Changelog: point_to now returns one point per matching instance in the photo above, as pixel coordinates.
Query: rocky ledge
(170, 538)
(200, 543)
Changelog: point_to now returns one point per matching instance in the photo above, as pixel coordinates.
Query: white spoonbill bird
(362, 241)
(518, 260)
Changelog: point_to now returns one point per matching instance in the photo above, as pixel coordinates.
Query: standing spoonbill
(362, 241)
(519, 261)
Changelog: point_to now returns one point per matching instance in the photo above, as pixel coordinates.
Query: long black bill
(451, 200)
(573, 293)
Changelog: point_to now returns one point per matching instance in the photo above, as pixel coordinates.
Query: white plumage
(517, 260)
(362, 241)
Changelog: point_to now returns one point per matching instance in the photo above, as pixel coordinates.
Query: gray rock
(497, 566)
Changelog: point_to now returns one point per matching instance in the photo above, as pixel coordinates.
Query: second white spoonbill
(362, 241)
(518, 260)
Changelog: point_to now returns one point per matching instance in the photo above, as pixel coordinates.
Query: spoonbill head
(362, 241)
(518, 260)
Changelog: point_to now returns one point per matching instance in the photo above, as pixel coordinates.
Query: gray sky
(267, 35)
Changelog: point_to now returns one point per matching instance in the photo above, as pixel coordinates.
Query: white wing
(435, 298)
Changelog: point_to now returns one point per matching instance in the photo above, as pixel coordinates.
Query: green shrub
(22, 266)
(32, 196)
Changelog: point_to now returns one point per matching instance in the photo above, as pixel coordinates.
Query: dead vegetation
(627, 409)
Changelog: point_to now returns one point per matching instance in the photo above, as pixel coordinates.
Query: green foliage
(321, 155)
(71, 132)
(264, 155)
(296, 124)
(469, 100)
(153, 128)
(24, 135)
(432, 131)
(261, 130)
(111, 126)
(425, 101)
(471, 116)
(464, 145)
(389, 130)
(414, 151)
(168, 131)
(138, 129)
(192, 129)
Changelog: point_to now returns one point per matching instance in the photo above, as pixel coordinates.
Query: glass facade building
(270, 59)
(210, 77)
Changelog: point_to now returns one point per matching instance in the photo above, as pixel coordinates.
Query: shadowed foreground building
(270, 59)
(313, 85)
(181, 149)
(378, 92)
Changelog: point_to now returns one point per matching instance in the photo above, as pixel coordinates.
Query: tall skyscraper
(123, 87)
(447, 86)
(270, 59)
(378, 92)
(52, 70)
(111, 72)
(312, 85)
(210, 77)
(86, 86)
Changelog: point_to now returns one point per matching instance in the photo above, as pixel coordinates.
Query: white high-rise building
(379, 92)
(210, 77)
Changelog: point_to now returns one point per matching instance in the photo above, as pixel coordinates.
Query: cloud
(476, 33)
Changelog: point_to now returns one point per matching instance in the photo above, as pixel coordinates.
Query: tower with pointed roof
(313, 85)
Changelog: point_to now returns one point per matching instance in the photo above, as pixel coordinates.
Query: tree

****************

What you need to do - Each line above must be reproduced exactly as it stands.

Answer to the task -
Changelog: point_to now returns one point per matching instance in the photo above, as pixel coordinates.
Query: rocky ledge
(170, 538)
(200, 543)
Changelog: point_to now returns one point per matching instance in the photo above, as pixel coordinates.
Query: white spoonbill bird
(362, 241)
(518, 260)
Changelog: point_to now returns one point per matching instance in the photo above, as pixel coordinates.
Query: standing spoonbill
(362, 241)
(519, 261)
Changelog: point_to now returns one point per matching instance in the photo above, as pixel coordinates.
Query: long black bill
(451, 200)
(573, 293)
Changelog: point_to now returns one point per matching instance in the photo above, as pixel coordinates.
Query: white plumage
(517, 260)
(362, 241)
Changelog: point_to now returns one point per matching instance in the photo above, as pixel coordinates.
Query: gray rock
(497, 566)
Changelog: point_to now returns one point per matching instance in the photo above, as pixel coordinates.
Query: second white spoonbill
(362, 241)
(518, 260)
Changelog: point_to now returns one point per matching instance in the photo above, as pixel coordinates.
Query: spoonbill head
(362, 241)
(518, 260)
Changelog: point_to now returns one point per matching instance in the photo above, as pixel coordinates.
Query: gray sky
(267, 35)
Changelog: point_to now returns one point per matching instance in the photo above, as pixel coordinates.
Query: white wing
(435, 298)
Changelog: point_to now returns one point per matching instance in the photo above, as pixel coordinates.
Query: green shrub
(22, 266)
(32, 196)
Changelog: point_to now returns one point per matching instance in the photo above, as pixel coordinates.
Query: dead vegetation
(627, 409)
Changelog: point_to now returns one point per matching instance in the photo above, as pixel coordinates.
Query: green foliage
(321, 155)
(71, 132)
(264, 155)
(296, 124)
(469, 100)
(153, 128)
(24, 135)
(432, 131)
(261, 130)
(111, 126)
(425, 101)
(471, 116)
(464, 145)
(389, 130)
(414, 151)
(168, 131)
(138, 129)
(192, 129)
Changelog: point_to now returns one point per matching instance in the photo above, as pixel coordinates.
Query: glass facade building
(270, 59)
(210, 77)
Changelog: point_to now returns one point per matching instance in the photo above, as pixel coordinates.
Query: shadowed foreground building
(270, 59)
(313, 85)
(181, 149)
(378, 92)
Changelog: point_to now returns one point per matching instance in the photo above, as pixel coordinates.
Query: tall skyscraper
(123, 87)
(447, 86)
(270, 59)
(378, 92)
(52, 70)
(111, 72)
(312, 85)
(210, 77)
(86, 86)
Changelog: point_to now returns one point per matching instance in the photo above, as pixel coordinates.
Query: white high-rise building
(379, 92)
(210, 77)
Changelog: point_to now returns one point per matching instance in the photo above, as pixel coordinates.
Query: cloud
(476, 33)
Changelog: point_to now returns one point per matching instance in the photo above, as pixel coordinates.
Query: tower with pointed roof
(313, 85)
Changelog: point_to now returns one point per matching instance in the photo above, as pixel coordinates.
Query: tree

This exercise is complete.